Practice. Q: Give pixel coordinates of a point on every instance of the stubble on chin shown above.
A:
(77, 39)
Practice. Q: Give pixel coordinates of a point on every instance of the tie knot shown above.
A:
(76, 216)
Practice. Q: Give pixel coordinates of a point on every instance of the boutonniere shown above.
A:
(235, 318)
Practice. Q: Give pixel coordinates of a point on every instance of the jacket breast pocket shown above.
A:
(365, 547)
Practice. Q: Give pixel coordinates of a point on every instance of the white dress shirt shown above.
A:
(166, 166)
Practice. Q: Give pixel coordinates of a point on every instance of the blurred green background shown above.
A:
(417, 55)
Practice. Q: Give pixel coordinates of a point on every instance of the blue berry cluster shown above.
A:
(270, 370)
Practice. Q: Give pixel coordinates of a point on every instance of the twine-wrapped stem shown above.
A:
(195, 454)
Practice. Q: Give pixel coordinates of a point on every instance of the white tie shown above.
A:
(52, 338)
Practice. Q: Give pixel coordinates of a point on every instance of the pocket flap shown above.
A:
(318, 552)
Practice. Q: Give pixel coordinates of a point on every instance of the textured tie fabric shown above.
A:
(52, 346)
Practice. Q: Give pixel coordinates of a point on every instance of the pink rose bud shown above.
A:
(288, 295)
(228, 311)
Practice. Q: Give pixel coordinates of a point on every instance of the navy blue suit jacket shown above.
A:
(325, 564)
==
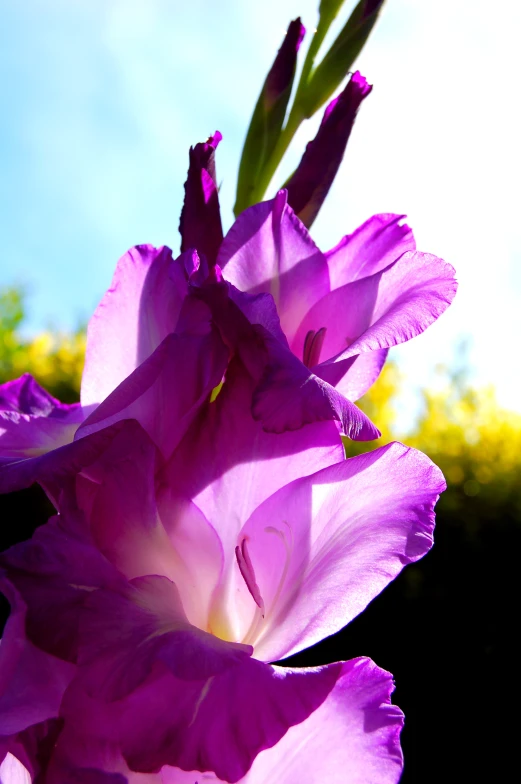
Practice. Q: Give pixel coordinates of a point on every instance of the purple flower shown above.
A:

What you need to do →
Please gather every line of the listing above that contains the word "pocket", copying each one in full.

Solved problem →
Practice. Q: Give pixel coordinates of a point on every instance of the jacket breast pocket shown above.
Practice. Q: Give pixel coordinates of a point on every instance of the pocket flap shown above.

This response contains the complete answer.